Assigned task |
Search the entries below for the string "foliage" and copy the lines that hold it.

(Stored items)
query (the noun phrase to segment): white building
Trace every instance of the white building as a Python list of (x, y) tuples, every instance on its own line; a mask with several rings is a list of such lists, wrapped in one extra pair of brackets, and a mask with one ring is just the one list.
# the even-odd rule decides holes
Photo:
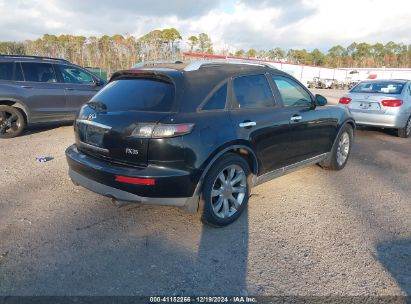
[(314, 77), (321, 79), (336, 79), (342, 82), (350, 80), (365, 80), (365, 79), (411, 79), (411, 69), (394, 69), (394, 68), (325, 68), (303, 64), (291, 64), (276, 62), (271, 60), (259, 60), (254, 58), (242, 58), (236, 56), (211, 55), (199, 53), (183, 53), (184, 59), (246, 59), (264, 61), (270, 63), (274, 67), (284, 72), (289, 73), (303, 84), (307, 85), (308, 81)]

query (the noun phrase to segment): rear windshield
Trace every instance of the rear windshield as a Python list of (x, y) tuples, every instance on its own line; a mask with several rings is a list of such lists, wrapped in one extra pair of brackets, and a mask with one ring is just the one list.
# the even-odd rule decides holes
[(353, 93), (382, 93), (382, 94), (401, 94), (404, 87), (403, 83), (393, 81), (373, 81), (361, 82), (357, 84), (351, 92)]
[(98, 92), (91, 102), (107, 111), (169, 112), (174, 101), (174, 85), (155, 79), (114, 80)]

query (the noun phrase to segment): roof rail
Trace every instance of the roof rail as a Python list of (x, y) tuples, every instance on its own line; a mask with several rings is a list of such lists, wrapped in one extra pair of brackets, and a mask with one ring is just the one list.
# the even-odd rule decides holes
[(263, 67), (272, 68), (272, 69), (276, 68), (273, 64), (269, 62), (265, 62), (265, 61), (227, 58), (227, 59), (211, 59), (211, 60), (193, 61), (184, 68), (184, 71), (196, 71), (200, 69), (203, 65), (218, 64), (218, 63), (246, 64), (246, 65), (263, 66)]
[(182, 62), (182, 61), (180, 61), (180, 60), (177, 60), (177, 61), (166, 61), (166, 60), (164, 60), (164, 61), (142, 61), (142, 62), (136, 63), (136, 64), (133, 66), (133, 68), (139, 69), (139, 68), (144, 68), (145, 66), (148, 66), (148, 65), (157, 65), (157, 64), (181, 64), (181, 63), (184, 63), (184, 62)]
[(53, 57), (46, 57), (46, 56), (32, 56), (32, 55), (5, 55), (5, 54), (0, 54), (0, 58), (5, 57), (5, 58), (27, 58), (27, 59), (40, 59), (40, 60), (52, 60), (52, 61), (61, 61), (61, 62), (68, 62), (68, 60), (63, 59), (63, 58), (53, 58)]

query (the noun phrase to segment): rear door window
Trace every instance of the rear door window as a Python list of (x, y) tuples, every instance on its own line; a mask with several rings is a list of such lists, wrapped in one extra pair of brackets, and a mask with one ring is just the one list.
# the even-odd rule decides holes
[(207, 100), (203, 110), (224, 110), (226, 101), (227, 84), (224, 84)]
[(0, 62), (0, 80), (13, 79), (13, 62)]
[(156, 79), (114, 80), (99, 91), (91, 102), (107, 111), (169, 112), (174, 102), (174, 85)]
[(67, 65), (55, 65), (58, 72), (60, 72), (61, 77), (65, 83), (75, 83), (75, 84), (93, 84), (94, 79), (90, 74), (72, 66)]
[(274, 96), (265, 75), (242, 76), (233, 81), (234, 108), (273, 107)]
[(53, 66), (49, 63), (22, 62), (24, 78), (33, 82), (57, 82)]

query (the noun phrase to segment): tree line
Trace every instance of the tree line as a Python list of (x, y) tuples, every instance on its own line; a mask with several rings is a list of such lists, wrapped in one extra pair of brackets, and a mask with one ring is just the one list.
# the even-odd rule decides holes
---
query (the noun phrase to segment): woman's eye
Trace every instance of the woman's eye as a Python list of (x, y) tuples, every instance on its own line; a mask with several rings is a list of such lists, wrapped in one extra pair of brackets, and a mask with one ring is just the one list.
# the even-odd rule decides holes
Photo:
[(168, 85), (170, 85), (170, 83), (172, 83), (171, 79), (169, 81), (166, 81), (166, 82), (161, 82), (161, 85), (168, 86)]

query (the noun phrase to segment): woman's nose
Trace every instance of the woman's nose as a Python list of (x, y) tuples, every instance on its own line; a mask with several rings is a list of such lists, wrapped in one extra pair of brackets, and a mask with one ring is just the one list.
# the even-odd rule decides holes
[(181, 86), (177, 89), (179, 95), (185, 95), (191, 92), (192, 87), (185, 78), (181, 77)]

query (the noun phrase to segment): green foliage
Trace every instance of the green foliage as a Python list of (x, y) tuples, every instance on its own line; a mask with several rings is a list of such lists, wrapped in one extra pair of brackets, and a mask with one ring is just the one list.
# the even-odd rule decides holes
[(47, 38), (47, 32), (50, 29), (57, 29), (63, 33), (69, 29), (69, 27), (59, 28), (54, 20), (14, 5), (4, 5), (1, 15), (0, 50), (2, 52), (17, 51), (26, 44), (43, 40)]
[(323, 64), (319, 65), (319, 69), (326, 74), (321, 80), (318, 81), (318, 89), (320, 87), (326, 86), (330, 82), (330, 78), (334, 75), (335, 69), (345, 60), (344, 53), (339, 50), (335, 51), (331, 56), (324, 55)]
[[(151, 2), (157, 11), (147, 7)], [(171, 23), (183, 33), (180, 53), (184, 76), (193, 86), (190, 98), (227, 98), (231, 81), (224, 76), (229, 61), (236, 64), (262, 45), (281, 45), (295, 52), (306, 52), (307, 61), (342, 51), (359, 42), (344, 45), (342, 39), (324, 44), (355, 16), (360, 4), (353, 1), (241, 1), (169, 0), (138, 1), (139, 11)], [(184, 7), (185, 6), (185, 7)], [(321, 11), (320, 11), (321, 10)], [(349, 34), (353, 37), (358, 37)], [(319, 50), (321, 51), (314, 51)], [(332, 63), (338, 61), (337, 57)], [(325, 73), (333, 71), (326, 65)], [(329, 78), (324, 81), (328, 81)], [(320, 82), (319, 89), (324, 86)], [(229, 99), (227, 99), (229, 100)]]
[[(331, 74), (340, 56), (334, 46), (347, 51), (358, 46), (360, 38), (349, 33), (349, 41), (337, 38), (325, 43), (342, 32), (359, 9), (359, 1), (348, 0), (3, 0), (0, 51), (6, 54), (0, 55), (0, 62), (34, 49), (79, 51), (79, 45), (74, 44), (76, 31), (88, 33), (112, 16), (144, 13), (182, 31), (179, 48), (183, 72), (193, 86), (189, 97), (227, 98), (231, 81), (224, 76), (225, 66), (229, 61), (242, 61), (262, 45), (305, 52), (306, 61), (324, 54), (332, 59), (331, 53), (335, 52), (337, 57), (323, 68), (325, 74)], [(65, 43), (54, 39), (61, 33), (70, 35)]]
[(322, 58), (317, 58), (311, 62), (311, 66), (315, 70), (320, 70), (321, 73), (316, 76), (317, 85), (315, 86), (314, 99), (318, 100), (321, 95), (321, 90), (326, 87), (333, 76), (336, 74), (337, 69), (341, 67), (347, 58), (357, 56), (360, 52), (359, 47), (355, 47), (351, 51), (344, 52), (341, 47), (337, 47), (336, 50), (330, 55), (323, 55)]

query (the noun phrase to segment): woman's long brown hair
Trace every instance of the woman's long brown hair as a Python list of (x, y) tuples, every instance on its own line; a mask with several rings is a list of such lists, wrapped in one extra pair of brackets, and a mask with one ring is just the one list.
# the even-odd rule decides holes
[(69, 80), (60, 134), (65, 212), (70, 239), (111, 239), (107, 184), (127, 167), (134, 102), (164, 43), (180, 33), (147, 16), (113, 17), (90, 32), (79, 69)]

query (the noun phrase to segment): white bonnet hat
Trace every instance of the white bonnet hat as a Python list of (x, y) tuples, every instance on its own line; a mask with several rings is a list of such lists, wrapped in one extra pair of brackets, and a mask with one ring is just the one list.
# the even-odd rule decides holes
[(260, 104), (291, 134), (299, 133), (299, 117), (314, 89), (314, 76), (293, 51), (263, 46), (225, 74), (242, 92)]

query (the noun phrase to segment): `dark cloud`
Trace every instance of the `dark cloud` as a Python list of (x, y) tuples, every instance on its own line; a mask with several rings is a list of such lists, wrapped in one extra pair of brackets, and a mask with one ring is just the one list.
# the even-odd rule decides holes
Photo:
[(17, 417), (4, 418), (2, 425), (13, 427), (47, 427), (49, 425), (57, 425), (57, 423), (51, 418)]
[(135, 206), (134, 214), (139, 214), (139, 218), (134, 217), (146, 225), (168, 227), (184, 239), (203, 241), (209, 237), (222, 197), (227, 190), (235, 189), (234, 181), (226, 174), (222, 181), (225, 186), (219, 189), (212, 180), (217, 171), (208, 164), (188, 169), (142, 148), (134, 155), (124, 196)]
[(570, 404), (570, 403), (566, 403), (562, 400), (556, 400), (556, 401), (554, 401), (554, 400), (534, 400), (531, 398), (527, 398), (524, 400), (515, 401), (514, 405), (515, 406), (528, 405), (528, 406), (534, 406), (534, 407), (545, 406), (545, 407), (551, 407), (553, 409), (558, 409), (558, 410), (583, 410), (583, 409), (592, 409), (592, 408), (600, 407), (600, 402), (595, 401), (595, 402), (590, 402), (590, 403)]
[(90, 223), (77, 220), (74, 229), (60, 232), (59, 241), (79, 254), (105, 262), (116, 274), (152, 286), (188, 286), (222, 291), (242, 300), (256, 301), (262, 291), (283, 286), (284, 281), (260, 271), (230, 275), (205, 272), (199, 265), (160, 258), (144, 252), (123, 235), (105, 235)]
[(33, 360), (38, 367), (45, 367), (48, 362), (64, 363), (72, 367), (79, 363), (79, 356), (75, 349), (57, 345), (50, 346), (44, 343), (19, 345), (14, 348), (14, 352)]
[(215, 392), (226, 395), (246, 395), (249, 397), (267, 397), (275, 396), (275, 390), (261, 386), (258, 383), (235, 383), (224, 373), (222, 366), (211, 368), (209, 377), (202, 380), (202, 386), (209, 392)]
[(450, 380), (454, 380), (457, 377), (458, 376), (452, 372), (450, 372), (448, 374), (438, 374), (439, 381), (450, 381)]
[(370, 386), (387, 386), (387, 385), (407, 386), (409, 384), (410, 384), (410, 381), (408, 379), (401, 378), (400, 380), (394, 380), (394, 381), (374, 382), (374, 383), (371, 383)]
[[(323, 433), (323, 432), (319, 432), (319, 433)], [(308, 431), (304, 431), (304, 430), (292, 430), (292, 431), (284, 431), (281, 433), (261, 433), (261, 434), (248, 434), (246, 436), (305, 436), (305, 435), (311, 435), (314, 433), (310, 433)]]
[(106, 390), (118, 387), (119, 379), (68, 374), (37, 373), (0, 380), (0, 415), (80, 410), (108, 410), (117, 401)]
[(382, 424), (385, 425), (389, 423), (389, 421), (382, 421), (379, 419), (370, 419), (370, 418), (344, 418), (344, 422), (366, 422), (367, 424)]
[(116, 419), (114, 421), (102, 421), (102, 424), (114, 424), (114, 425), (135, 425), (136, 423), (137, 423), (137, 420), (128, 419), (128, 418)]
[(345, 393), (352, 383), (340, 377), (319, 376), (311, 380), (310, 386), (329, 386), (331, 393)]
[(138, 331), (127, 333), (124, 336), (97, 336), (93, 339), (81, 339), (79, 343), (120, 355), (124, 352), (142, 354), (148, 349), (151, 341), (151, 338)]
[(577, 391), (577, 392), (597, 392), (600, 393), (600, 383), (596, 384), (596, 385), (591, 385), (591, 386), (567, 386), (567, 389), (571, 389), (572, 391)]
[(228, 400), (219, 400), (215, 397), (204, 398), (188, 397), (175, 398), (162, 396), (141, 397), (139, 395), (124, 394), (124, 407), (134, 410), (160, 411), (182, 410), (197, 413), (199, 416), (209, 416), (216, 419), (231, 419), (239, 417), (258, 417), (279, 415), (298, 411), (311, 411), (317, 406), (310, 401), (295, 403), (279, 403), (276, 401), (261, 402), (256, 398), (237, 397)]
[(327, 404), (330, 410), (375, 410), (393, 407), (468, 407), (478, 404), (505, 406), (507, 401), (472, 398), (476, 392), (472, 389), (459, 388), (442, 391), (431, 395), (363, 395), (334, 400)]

Response |
query (the noun phrase to segment): green foliage
Trace every instance of the green foliage as a Python list of (x, y) tuples, every instance on its own line; a mask with several rings is a list of such lists, wrapped in one extra pair of brackets, and a mask with one ring is just the one list.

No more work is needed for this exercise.